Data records
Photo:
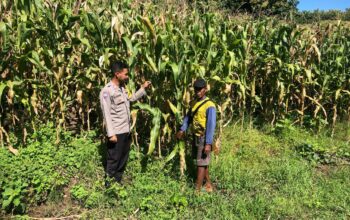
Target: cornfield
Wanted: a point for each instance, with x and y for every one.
(55, 58)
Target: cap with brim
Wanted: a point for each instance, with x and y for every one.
(199, 83)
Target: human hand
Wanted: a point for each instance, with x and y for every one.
(179, 134)
(113, 139)
(146, 84)
(207, 149)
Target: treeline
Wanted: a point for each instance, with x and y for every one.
(318, 15)
(284, 9)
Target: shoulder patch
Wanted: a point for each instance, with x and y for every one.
(105, 94)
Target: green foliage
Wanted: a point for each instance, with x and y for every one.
(40, 168)
(256, 175)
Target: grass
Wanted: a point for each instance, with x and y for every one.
(258, 175)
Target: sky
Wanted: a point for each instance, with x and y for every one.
(323, 4)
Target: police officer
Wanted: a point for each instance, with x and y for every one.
(202, 116)
(115, 105)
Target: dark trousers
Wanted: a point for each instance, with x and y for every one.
(117, 156)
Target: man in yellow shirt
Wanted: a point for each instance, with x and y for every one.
(202, 116)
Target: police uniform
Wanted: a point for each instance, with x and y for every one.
(115, 106)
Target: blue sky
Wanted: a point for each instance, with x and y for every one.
(323, 4)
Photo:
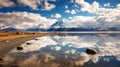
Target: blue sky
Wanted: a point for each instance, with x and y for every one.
(59, 9)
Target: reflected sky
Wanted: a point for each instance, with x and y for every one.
(68, 49)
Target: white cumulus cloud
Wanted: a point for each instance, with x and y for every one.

INSTRUCTIONS FOR THE TASK:
Copy every one of the records above word for word, omitting the pictures.

CORRECT ANSWER:
Photo:
Target: cornfield
Wanted: a point for each instance, with x and y for every one.
(55, 58)
Target: cap with brim
Wanted: a point for each instance, with x and y for every one.
(199, 83)
Target: human hand
Wanted: a point for each instance, with x and y for every one.
(179, 134)
(113, 139)
(146, 84)
(207, 149)
Target: treeline
Wanted: a point for each instance, with x and y for every one.
(318, 15)
(284, 9)
Target: shoulder patch
Wanted: a point for each instance, with x and y for every one.
(105, 94)
Target: green foliage
Wanted: a point for each instance, with x and y for every one.
(40, 168)
(256, 175)
Target: grass
Wanted: a point for each instance, with x and y for every one.
(258, 175)
Target: sky
Wanted: a point for each instance, with x and y for every one.
(323, 4)
Target: police officer
Wanted: a point for each instance, with x and y for every one.
(202, 116)
(115, 105)
Target: dark trousers
Wanted: a point for each instance, with x and y for every one.
(117, 156)
Target: man in yellow shirt
Wanted: a point for each instance, with x and y for every one.
(202, 116)
Target: police uniform
Wanted: a point for each instance, with x and y for every one.
(115, 106)
Target: blue sky
Wanted: a point for each instance, with x and y for every one.
(323, 4)
Photo:
Target: blue sky
Wanted: a point for each instance, with x and y for every one.
(59, 9)
Target: reflected sky
Wanted: a point for each instance, with x and y for every one.
(68, 49)
Target: white cumulus cloud
Wanted: a point for each instance, with x and y for every one.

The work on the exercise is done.